Text segment:
#####
The Motorcycle Diaries shows the journey across South America of Ernesto “Che” Guevara and his friend Alberto Granado. The two set out from Buenos Aires on an old motorcycle in search of adventure and a leper colony in Peru. It is interesting to note that Che was a medical student, very close to graduation. As Eduardo Elena stated, the fact that he left on this journey before completing his medical schooling was one of the earliest signs of his anti-conformist character. Guevara’s character evolves throughout the film, climaxing with his swim across the river to stay the night amongst the lepers, instead of with the doctors on the nicer side of the river. This shows his dedication to the common citizen. Elena goes on to say that traveling was no mere hobby for Che, but an empirical study of the South American population. The article compares Che with a conquistador, but his voyages led to “liberation rather than subjugation.”
It is paramount to take into account the governmental situation at the time of Guevara’s travels and upbringing. The Juan and Eva Peron government of the late 1940s and early 1950s was very nationalistic. While Eva was loved by much of the lower classes, labor unions, and women in general, the government had obvious drawbacks, including heavy censorship and harsh penalties to dissenters, according to Elena. The Peron government was wildly popular, and thus Che’s opposition was not outright. He also knew that if his plans for becoming a physician were to be successful he would most likely have to pledge support for the Peron government. This would have been quite a problem for Guevara, who was a very principled individual, as shown by his long-kept promise he made to Chichina.
#####
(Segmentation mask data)

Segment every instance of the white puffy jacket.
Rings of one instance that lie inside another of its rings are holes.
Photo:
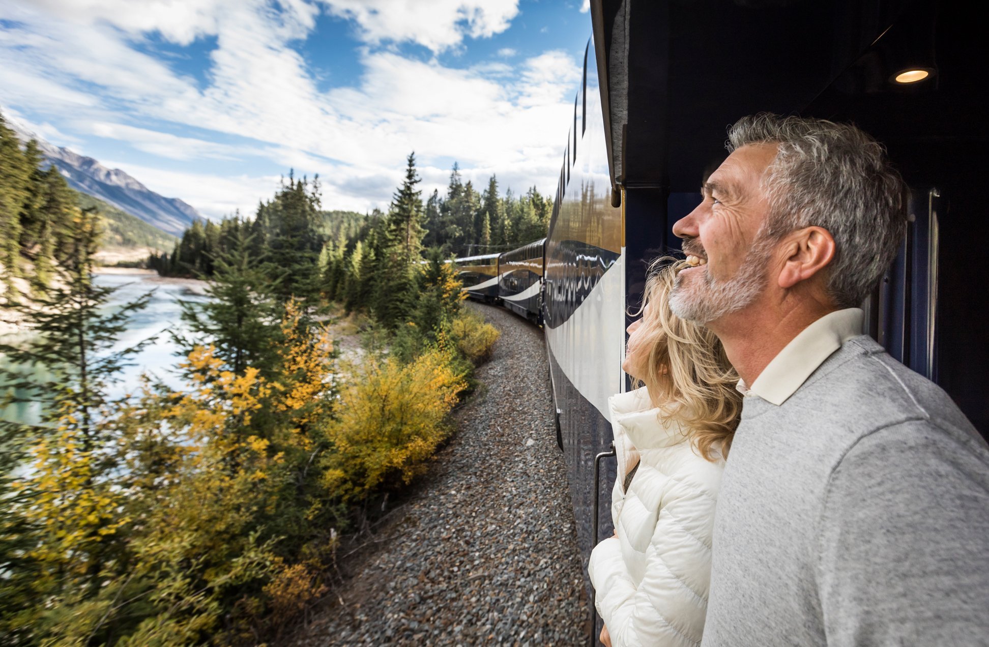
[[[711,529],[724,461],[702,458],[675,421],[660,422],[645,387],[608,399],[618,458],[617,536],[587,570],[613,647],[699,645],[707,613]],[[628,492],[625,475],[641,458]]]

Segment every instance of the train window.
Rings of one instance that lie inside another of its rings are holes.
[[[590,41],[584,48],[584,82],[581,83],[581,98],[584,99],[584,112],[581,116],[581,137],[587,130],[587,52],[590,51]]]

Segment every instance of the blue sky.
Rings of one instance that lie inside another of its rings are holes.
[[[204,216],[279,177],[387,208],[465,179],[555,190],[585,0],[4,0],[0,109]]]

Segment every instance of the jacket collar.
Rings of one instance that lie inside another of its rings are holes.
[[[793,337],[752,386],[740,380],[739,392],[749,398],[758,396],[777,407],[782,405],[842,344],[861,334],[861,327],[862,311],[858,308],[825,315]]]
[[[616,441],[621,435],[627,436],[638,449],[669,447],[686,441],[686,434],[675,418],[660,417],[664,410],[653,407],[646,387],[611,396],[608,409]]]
#####
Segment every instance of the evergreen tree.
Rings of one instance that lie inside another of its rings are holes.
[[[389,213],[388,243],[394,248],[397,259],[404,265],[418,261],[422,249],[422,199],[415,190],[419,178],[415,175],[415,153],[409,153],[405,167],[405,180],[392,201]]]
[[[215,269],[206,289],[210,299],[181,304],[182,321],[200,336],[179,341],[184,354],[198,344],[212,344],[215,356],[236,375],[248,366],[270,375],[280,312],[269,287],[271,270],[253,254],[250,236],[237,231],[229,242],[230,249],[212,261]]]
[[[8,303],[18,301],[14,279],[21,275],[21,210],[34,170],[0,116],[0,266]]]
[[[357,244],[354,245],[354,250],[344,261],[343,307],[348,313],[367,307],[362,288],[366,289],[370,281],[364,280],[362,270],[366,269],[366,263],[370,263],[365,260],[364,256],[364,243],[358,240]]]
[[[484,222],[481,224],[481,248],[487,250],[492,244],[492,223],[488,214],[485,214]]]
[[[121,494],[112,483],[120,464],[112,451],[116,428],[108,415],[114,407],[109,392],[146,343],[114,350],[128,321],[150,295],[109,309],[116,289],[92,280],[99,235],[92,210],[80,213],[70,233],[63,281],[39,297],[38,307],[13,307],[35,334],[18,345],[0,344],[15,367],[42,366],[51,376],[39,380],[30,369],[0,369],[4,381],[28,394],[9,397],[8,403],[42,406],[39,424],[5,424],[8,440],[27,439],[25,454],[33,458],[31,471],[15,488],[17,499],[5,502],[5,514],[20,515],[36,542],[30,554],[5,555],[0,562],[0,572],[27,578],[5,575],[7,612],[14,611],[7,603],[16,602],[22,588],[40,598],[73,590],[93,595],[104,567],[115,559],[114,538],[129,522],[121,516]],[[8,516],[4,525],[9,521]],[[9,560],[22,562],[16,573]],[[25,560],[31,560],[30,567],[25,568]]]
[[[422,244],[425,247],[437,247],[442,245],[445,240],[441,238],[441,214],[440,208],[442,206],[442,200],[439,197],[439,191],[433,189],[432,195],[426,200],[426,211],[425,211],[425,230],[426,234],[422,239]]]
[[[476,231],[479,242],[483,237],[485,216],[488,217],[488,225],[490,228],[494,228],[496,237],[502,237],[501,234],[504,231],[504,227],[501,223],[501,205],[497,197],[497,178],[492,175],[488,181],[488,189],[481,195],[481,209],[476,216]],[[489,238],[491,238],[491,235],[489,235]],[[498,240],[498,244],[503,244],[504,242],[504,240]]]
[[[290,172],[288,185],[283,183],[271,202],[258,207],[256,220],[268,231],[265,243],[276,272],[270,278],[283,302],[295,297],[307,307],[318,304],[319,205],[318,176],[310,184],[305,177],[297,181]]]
#####
Instructions for the task:
Copy out the stretch of the text on The Motorcycle Diaries from "It is paramount" through "made to Chichina.", changing "physician" to "doctor". The records are separate material, unrelated to the text.

Solution for this problem:
It is paramount to take into account the governmental situation at the time of Guevara’s travels and upbringing. The Juan and Eva Peron government of the late 1940s and early 1950s was very nationalistic. While Eva was loved by much of the lower classes, labor unions, and women in general, the government had obvious drawbacks, including heavy censorship and harsh penalties to dissenters, according to Elena. The Peron government was wildly popular, and thus Che’s opposition was not outright. He also knew that if his plans for becoming a doctor were to be successful he would most likely have to pledge support for the Peron government. This would have been quite a problem for Guevara, who was a very principled individual, as shown by his long-kept promise he made to Chichina.